• _TASK BRIEF_: Reproduce the entries from the beginning through the line containing "0, 357, 12, 466", replacing every "haul truck" with "mining truck" and changing nothing else. Return only that part.

• _THE DATA_:
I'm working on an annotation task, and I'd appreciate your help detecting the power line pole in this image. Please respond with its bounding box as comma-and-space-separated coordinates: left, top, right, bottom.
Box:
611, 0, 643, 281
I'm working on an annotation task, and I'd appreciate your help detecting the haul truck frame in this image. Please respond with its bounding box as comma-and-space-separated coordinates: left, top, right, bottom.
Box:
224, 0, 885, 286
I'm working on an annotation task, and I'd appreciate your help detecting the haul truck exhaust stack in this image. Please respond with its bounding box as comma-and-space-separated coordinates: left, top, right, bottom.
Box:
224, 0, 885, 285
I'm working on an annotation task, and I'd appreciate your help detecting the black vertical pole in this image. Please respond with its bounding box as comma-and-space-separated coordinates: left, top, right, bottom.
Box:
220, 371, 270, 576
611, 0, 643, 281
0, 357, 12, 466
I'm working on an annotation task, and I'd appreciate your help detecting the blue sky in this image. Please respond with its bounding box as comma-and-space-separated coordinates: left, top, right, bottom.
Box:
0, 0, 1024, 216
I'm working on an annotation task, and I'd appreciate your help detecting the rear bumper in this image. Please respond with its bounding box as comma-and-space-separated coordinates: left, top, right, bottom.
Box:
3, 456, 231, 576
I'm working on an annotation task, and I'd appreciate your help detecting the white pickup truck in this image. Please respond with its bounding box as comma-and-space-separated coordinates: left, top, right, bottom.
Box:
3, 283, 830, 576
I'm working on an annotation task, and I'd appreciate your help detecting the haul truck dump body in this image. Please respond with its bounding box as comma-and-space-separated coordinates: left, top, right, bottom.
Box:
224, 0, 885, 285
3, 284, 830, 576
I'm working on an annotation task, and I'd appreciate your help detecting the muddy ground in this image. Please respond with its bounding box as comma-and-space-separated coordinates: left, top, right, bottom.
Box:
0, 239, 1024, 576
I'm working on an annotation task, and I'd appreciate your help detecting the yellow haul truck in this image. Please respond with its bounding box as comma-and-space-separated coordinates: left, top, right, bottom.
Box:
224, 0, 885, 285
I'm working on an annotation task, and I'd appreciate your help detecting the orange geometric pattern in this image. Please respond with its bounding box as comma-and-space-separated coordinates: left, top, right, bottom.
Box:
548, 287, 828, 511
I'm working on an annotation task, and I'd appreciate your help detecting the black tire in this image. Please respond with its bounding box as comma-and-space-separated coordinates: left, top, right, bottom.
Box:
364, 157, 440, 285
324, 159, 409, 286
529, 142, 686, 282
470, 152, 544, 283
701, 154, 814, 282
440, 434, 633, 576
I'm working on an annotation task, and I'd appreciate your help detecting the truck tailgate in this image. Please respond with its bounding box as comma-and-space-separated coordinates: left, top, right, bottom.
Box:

• _WRITTEN REPLY_:
I'm working on an annotation task, and I'd appreciate your help detecting the power line pole in this image. Please respond with its bounding box as comma-and-space-separated coordinates: left, top, right, bottom.
Box:
611, 0, 643, 281
I'm working on an annotation task, and I'd appreciate your help detecting the mining truck frame in this image. Please respond with its bounding box as comma-and-space-separated coordinates: left, top, right, bottom.
Box:
224, 0, 885, 286
I'm working on an annotation task, and I'd appreciate your help detecting the mining truck exhaust stack in this image. Please respond with its bounding box as comma-and-space-separated coordinates: left, top, right, bottom.
Box:
224, 0, 885, 285
I'm working on an annotation task, and I'd appreciate your help detecting the black vertical pole in this image. Please respond with its bounding box as comma-and-space-separated coordinates: left, top, right, bottom.
Box:
220, 371, 270, 576
611, 0, 643, 281
0, 357, 12, 466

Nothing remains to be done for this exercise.